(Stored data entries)

□ □ □ □ □

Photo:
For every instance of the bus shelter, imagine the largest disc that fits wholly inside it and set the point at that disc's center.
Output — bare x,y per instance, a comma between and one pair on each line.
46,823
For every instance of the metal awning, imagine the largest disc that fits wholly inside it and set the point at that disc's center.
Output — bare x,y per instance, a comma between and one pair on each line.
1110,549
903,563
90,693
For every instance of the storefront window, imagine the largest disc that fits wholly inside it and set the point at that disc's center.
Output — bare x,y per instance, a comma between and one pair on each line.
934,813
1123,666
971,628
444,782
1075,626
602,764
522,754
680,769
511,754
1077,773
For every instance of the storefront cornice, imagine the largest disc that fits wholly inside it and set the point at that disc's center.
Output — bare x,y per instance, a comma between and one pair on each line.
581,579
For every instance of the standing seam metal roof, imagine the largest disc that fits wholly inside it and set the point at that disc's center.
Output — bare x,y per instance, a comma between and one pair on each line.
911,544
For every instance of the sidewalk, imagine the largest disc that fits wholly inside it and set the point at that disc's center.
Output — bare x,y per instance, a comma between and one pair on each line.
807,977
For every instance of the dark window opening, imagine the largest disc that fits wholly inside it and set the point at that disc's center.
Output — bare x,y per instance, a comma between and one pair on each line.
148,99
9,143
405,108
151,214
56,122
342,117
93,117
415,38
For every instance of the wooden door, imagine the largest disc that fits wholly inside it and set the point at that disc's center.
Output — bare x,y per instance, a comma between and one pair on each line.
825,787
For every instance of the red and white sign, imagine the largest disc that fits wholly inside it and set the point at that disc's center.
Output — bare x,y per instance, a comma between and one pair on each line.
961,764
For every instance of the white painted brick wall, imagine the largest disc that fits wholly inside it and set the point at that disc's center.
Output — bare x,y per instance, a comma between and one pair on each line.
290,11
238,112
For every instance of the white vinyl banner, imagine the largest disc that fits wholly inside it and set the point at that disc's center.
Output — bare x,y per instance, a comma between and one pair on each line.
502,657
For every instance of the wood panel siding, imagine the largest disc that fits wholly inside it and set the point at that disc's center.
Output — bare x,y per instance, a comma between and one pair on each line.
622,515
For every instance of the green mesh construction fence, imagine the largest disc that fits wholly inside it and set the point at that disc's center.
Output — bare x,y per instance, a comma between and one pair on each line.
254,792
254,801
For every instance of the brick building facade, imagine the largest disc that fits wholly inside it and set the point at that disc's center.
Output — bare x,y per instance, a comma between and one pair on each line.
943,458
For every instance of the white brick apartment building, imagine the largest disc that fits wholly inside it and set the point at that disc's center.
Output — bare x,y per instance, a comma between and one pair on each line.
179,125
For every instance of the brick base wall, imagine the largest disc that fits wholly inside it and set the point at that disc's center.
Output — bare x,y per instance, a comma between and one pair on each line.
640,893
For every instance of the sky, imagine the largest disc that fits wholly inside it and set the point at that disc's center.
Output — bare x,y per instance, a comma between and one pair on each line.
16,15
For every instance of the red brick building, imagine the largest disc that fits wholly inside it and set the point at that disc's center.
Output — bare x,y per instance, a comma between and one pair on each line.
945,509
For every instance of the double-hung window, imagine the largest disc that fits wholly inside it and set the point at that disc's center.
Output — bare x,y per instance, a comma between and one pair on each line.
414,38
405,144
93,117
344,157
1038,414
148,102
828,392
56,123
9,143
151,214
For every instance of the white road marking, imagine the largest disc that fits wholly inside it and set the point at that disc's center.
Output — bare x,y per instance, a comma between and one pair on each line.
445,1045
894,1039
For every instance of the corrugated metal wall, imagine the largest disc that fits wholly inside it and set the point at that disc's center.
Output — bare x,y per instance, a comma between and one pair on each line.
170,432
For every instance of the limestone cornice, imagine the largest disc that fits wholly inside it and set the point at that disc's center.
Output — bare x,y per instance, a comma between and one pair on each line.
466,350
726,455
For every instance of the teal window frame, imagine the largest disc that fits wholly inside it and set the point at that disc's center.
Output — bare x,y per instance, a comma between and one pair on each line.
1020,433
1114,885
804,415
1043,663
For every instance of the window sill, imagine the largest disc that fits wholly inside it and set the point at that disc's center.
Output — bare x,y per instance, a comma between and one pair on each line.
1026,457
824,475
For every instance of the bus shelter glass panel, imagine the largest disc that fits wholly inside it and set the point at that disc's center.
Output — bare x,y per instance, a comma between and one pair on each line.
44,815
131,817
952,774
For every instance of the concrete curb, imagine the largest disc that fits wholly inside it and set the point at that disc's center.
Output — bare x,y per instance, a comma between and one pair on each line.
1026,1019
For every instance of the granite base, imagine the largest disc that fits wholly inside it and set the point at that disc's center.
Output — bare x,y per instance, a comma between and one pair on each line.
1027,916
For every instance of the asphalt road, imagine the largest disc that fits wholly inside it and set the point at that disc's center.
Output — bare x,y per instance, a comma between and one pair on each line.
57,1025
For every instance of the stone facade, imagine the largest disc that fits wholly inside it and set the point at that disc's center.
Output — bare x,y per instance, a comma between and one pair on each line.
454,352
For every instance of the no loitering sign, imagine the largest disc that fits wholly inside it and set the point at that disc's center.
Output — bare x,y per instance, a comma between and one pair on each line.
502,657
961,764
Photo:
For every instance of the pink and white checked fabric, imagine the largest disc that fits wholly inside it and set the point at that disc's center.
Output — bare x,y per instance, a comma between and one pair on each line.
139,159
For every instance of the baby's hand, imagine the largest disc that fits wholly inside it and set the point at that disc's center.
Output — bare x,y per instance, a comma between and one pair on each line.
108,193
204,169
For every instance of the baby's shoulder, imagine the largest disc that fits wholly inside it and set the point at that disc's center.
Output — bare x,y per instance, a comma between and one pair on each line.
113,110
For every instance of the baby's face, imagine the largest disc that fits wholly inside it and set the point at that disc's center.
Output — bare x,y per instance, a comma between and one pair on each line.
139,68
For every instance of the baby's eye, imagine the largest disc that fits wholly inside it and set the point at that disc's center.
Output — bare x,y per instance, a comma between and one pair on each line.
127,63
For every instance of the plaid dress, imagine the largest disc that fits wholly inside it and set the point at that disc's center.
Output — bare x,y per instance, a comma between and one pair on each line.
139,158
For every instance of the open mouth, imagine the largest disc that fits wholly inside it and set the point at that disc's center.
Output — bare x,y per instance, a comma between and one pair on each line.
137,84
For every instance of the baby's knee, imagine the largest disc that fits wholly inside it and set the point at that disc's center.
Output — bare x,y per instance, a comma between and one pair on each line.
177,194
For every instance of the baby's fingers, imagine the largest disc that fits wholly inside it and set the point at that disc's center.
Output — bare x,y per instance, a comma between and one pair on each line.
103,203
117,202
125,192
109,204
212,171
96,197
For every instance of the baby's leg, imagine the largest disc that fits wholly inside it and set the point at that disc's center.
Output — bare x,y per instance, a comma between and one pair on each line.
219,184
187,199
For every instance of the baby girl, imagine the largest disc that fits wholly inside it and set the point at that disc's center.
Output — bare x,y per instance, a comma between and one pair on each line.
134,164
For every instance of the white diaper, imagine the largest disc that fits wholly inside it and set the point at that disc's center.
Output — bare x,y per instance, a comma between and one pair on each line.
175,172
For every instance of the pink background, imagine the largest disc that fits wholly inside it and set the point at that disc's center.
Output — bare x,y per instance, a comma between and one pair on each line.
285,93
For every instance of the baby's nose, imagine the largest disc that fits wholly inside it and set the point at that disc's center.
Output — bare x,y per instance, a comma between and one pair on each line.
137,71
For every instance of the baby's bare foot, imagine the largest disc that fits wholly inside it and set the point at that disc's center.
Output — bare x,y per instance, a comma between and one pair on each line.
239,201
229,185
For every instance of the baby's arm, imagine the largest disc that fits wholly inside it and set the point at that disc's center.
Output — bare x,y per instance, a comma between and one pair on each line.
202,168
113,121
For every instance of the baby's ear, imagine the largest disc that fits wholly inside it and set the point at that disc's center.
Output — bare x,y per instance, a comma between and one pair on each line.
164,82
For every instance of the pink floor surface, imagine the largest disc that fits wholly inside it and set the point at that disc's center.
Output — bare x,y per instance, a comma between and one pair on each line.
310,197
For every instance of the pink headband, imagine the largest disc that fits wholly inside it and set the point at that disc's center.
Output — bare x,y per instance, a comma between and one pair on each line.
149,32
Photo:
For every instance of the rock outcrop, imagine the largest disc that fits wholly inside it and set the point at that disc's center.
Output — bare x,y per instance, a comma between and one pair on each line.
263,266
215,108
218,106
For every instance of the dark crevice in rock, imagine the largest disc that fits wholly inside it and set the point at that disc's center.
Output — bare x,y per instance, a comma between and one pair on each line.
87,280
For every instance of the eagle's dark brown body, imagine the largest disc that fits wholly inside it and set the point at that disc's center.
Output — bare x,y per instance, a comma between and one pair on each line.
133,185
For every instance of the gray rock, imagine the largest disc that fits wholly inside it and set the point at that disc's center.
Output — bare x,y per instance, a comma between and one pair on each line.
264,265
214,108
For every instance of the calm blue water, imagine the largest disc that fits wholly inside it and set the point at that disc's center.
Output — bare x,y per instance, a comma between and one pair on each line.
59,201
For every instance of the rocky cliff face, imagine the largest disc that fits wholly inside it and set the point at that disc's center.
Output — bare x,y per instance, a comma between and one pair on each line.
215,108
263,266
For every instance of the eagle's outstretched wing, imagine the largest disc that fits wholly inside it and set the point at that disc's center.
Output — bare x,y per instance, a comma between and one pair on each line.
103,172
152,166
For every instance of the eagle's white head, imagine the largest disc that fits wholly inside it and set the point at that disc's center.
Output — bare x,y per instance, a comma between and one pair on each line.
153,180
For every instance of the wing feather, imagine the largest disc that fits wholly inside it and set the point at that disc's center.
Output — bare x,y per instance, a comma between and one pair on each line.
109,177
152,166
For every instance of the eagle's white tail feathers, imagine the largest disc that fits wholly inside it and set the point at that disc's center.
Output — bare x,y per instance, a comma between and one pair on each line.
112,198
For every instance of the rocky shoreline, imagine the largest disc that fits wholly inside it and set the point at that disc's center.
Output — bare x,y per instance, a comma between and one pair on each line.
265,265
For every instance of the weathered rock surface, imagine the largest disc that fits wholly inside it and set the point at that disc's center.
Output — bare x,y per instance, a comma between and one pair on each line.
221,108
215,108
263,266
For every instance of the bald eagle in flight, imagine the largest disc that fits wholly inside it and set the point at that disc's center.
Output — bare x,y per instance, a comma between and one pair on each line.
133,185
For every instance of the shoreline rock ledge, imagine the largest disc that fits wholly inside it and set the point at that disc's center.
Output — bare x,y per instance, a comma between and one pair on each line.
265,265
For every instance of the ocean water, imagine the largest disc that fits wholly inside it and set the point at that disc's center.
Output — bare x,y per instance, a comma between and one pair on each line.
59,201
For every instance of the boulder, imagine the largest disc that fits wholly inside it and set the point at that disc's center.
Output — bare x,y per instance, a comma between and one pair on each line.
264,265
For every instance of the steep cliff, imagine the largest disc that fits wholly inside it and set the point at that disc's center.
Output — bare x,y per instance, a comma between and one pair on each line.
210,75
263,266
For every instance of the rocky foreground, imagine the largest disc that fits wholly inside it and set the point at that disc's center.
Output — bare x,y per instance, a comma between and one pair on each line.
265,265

□ □ □ □ □

[Directions]: Gather from the entries above all lines that include the string "sign".

[Output for this exercise]:
For every instance of the red and white sign, imagine the largest disc that fits wholly inside it and set the point at that disc's center.
For every instance of the no loitering sign, imagine the largest disc that fits wholly inside it and set the point at that disc's center.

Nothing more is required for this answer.